Follow Tunku Abdul Rahman and Vote for US Resolution on Sri Lanka, Jiwi Kathaiah

Follow Tunku Abdul Rahman and Vote for US Resolution on Sri Lanka, Jiwi Kathaiah


In the first decade of this century, the Sri Lankan government massacred more than 40,000 of its own citizens – men, women and children – in the final days of its war against the Liberation Tigers of   Tamil Eelam (LTTE), who had been demanding for a separate for state for the Tamils for more than quarter of a century as Tamils had been systematically denied of their rights as citizens of the country by the Sinhalese majority. The UN estimates at more than 100,000 civilians killed between 1972 and 2009.

In this brutal war against its own citizens the Sri Lankan government led by Mahinda Rajapakse managed to satisfy the particular needs, like investment opportunities, of some of the countries of the world, which included Malaysia, and earned their support which continues to this day.

Channel 4 Video

President Rajapkse’s Tamil pogrom which made Adolf Hitler’s holocaust, the mass killings of the Jews by the Nazi regime during the World War II, pale into insignificance, stunned the world at large.

In addition to the factual and live reports on the Sri Lankan government’s organised attacks on its Tamil citizens since the 1980s backed by photographs and videos that were made available by the media to the concerned public throughout the world, the British Channel 4 videotape released in 2010 detailed the atrocities, mass killing and raping, committed by the Sri Lankan armed forces against the unarmed civilian Tamils, and called the bluff of the Sri Lankan government that it was only fighting the terrorists. The world saw the war crimes committed against the Tamils by the Sri Lankan armed forces acting under the direct orders of president Rajapakse and other senior government officials.

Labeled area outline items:
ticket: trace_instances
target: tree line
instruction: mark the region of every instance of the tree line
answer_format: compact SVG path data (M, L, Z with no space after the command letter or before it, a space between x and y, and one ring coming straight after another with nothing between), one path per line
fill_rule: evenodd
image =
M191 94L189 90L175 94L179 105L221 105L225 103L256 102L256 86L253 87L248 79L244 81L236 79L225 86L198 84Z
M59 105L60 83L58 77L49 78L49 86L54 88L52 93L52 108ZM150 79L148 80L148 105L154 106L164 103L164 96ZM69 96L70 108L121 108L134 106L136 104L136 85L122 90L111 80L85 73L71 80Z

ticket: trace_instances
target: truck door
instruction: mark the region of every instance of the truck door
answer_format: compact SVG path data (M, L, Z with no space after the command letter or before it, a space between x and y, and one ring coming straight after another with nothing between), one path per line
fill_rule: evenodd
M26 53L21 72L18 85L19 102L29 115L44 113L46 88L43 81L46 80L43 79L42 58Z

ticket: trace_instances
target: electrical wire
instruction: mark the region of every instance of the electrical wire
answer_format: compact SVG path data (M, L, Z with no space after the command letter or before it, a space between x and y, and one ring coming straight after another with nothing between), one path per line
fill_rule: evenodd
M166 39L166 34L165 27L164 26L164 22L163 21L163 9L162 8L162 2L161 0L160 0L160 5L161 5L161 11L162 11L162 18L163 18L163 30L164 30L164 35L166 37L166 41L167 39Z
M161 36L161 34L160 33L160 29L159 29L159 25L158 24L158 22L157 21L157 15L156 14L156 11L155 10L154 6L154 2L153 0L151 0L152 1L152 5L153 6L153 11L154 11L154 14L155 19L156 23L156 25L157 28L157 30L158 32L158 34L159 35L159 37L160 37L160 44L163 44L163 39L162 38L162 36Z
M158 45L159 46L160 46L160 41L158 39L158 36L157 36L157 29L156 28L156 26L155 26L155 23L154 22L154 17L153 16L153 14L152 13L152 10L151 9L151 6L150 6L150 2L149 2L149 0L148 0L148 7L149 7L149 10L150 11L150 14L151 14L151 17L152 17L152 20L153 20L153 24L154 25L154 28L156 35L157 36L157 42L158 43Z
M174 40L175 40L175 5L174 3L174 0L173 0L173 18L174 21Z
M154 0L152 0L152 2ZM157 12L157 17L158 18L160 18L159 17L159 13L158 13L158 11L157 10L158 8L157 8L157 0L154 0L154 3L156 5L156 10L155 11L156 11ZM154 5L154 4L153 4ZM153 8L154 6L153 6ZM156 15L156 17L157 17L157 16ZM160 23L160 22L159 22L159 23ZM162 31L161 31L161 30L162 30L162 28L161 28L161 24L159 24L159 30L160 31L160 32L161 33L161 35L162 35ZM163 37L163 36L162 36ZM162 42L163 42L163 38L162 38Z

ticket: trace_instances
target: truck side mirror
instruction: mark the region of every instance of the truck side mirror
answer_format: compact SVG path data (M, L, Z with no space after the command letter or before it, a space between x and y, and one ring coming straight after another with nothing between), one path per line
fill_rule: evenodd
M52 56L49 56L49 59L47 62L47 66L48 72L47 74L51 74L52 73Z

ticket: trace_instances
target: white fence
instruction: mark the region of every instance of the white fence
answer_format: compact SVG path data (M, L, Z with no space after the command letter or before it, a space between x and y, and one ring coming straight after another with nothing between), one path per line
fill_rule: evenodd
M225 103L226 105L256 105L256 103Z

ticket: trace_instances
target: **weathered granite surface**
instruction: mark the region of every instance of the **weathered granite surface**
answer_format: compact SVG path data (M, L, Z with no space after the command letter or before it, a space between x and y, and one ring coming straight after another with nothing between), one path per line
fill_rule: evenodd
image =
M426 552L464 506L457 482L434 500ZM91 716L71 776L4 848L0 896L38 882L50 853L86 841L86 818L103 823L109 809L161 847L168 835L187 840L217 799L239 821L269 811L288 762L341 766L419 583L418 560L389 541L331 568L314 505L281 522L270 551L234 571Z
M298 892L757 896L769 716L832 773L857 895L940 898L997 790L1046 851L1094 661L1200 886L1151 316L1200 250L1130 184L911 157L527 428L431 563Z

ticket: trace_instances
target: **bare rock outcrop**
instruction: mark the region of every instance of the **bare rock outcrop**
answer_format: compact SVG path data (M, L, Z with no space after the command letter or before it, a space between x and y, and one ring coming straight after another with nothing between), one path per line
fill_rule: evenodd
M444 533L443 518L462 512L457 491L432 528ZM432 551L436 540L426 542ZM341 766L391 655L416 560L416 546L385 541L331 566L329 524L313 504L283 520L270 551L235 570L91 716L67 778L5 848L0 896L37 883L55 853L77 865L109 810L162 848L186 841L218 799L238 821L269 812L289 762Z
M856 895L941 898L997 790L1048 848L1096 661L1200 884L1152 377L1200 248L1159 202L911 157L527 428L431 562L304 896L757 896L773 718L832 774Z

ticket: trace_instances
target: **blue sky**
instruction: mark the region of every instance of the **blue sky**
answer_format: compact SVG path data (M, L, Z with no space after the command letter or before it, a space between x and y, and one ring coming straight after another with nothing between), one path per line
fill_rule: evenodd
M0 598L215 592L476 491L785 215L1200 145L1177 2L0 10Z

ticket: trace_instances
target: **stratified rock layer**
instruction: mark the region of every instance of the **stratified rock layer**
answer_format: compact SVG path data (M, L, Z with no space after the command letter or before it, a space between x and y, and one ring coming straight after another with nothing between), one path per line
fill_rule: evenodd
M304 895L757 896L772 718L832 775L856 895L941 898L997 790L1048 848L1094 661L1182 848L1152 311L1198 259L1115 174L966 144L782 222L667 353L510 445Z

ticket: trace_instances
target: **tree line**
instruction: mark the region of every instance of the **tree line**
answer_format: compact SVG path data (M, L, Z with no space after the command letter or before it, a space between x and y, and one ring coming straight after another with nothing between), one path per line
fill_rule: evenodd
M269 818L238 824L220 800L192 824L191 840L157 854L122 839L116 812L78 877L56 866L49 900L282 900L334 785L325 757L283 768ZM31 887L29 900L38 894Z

What needs to be done: Carry the article above on Sri Lanka and the US resolution forward, starting right after its last sentence.

Exercise output:
The chilling horror scenes from the Channel 4 vidotape led to the demands from the people all over the world, including Malaysians, directly and through concerned organisations that the United Nations (UN) must take necessary action to bring the Sri Lankan leaders to book for the war crimes that they had committed against their own citizens, the Tamils.

UN Panel of Experts finds Credible Allegations  

Unfortunately for the Tamils of Sri Lanka, the UN was not moving in tandem with the wishes of the common folks of the world. The permanent members of the UN Security Council – US, UK, China, France and Spain – and India were all jockeying for something for themselves out of the grave yard of human rights in Sri Lanka. Of course, Malaysia was hoping for improved investment opportunities in that Pearl of the East now tainted with the blood of the Tamils.

While the jockeying was going on, the Sri Lankan government took steps to ward off the mounting pressure from the international community and set up its own Lessons Learnt and Reconciliation Commission (LLRC) after the modal of the South African Truth and Reconciliation Commission.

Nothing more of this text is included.